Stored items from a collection
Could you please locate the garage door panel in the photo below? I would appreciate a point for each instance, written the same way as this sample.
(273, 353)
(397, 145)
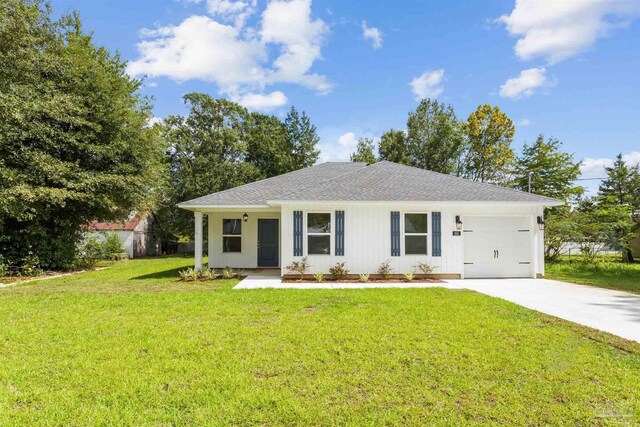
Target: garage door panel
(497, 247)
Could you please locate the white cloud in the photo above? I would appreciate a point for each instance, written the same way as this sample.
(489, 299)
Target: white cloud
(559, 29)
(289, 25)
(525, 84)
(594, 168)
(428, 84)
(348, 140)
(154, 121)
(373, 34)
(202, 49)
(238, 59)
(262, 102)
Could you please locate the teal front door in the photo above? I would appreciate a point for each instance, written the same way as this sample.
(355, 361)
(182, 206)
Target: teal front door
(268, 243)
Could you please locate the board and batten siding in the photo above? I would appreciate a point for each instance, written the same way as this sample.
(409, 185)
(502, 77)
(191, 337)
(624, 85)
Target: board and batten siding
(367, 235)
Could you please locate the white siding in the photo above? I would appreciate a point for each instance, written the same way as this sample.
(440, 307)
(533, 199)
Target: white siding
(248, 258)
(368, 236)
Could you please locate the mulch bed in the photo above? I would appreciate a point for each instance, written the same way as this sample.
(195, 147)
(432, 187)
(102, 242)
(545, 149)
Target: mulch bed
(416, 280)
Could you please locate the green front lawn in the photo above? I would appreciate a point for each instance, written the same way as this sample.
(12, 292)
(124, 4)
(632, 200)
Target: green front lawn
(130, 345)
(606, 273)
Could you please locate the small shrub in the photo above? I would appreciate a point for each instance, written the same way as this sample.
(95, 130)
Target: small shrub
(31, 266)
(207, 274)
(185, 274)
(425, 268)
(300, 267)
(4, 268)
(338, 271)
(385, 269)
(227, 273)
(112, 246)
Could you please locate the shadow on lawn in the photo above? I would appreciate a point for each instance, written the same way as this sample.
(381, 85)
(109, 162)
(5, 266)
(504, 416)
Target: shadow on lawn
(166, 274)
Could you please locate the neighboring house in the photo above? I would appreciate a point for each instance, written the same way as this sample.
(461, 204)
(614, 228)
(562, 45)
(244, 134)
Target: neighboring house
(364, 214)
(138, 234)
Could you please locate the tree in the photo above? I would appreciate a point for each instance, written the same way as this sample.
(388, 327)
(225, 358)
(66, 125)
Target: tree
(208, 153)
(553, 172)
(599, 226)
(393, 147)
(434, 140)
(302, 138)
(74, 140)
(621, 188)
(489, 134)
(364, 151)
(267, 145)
---
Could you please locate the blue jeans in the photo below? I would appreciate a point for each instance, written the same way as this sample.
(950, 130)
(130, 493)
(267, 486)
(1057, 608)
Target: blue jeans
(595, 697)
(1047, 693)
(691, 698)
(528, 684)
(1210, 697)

→ DO THIS
How many lines of the listing above contain the string "white"? Matching is case-sensitive, and the reply should be the number alone.

→ RESULT OF THIS TASK
4